Stored data entries:
····················

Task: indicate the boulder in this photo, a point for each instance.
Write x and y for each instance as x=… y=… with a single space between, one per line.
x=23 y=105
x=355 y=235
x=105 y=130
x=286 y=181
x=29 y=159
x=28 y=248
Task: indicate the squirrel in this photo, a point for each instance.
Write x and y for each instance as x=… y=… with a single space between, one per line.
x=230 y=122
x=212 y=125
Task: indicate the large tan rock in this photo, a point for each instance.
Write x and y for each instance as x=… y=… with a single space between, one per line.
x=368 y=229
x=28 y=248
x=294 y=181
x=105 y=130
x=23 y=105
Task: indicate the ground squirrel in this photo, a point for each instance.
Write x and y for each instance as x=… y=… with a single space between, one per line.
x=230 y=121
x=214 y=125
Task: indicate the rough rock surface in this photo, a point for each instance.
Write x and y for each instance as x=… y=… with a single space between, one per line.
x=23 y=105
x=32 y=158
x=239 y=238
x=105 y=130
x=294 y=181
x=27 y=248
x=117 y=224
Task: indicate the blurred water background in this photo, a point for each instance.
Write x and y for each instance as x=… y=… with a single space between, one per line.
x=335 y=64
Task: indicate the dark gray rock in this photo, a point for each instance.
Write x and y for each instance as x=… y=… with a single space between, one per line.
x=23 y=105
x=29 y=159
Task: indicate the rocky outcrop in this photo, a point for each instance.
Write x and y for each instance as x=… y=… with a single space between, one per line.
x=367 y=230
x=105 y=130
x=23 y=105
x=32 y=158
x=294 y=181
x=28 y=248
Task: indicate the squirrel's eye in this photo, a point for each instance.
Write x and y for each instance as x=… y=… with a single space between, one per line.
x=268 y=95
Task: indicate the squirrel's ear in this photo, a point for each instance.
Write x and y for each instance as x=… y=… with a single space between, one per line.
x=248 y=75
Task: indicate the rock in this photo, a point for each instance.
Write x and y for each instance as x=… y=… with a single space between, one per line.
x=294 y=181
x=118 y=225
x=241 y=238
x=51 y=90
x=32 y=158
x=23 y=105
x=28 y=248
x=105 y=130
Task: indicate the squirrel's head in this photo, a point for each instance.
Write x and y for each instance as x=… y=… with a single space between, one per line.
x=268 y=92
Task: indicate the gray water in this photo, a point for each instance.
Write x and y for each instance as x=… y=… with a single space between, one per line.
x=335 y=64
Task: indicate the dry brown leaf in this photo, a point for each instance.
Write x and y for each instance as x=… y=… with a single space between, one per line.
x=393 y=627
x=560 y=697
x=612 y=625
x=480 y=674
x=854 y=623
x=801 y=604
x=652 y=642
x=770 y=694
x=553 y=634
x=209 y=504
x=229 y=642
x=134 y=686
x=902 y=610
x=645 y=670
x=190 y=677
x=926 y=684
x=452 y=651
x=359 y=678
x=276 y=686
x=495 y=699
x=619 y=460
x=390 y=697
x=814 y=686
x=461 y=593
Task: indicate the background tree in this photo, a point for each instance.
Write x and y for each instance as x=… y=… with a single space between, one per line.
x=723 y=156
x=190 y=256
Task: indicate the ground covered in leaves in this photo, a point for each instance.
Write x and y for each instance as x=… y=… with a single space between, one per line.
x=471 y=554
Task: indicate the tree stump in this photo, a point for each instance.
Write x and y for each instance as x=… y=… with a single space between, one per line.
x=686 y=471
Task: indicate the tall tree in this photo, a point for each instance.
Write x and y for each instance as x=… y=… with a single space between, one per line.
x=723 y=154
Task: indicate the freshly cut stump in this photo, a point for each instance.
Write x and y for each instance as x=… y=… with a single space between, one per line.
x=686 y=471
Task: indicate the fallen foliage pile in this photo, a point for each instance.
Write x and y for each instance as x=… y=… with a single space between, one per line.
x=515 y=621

····················

> _Exercise goal_:
Your task is to reproduce the whole listing exactly.

> _Task result_:
Task: indicate the boulder in this photo, a point for each instance.
Write x and y for each instance as x=… y=… with a single space between, one per line.
x=23 y=105
x=355 y=235
x=105 y=130
x=286 y=181
x=29 y=159
x=28 y=248
Task: indicate the squirrel in this photo, a point for each instance.
Write x and y for each instance as x=… y=… with a single space between, one per line.
x=230 y=122
x=212 y=125
Task: indicate the large tan rock in this photo, a point for each instance.
Write x and y for each instance as x=… y=… with a single space between, one per line.
x=368 y=229
x=28 y=248
x=294 y=181
x=105 y=130
x=23 y=105
Task: indicate the ground squirrel in this photo, a point for each instance.
Write x and y for each instance as x=… y=… with a single space between, one per line.
x=230 y=121
x=214 y=125
Task: indicate the rough rock surface in this photo, a point for each instance.
Write x and y for each instance as x=… y=… with a single space between, one per line.
x=23 y=105
x=32 y=158
x=239 y=238
x=105 y=130
x=294 y=181
x=27 y=248
x=117 y=224
Task: indicate the blurred water background in this photo, a point for each instance.
Write x and y for each instance as x=… y=… with a single space between, one per line.
x=335 y=64
Task: indicate the dark gray rock in this photo, a point for each instance.
Write x and y for each instance as x=… y=… with a single space between, one per line.
x=23 y=105
x=29 y=159
Task: indicate the rocky outcrop in this photo, a point for each instance.
Write x and y for each instance as x=… y=… with a single space between, one per line.
x=367 y=230
x=105 y=130
x=23 y=105
x=32 y=158
x=294 y=181
x=28 y=248
Task: indicate the squirrel's eye in this photo, a point for each instance.
Write x and y for each instance as x=… y=… with a single space between, one per line.
x=268 y=95
Task: indicate the squirrel's ear in this photo, a point for each instance.
Write x and y for each instance as x=… y=… with a single space between, one per line.
x=248 y=75
Task: indicate the rock in this photo, a point for each instance.
Write x and y for each instance as x=… y=… with a single space between, one per line.
x=294 y=181
x=118 y=225
x=241 y=238
x=51 y=90
x=32 y=158
x=23 y=105
x=28 y=248
x=105 y=130
Task: indicate the squirrel's head in this photo, a point for each instance.
Write x and y for each instance as x=… y=… with a single space between, one per line.
x=268 y=92
Task: indicate the gray water in this photo, a point for each instance.
Write x and y for each instance as x=… y=… with a single space between, one per line.
x=335 y=64
Task: indicate the dry brown leaf in this photo, a point for each instance.
Write x and y for each instance as x=… y=… with a single space between, one per line.
x=393 y=627
x=560 y=697
x=612 y=625
x=480 y=674
x=854 y=623
x=801 y=604
x=652 y=642
x=770 y=694
x=553 y=634
x=209 y=504
x=229 y=642
x=134 y=686
x=902 y=610
x=645 y=670
x=190 y=677
x=926 y=684
x=452 y=651
x=359 y=678
x=276 y=686
x=495 y=699
x=619 y=460
x=390 y=697
x=814 y=686
x=461 y=593
Task: indicate the background tree in this photo, a point for each instance.
Write x and y for each instance as x=… y=… with a single space between, one per line.
x=723 y=156
x=190 y=256
Task: indicate the ground covered in leaves in this photo, a point for each instance.
Write x and y for each instance as x=… y=… with a single space between, one per line.
x=471 y=554
Task: indicate the tree stump in this photo, a point for each instance.
Write x and y for each instance as x=… y=… with a single space between, one per line.
x=686 y=471
Task: indicate the tall tree in this photo, a point for each instance.
Write x and y for each instance as x=… y=… with a single space between, one per line.
x=723 y=154
Task: indicate the freshly cut stump in this photo, a point for each instance.
Write x and y for each instance as x=… y=… with a single space between, one per line.
x=686 y=471
Task: indicate the fallen foliage pile in this photo, a point for each instance.
Write x and y for each instance as x=… y=… with a single space between, one per line.
x=515 y=621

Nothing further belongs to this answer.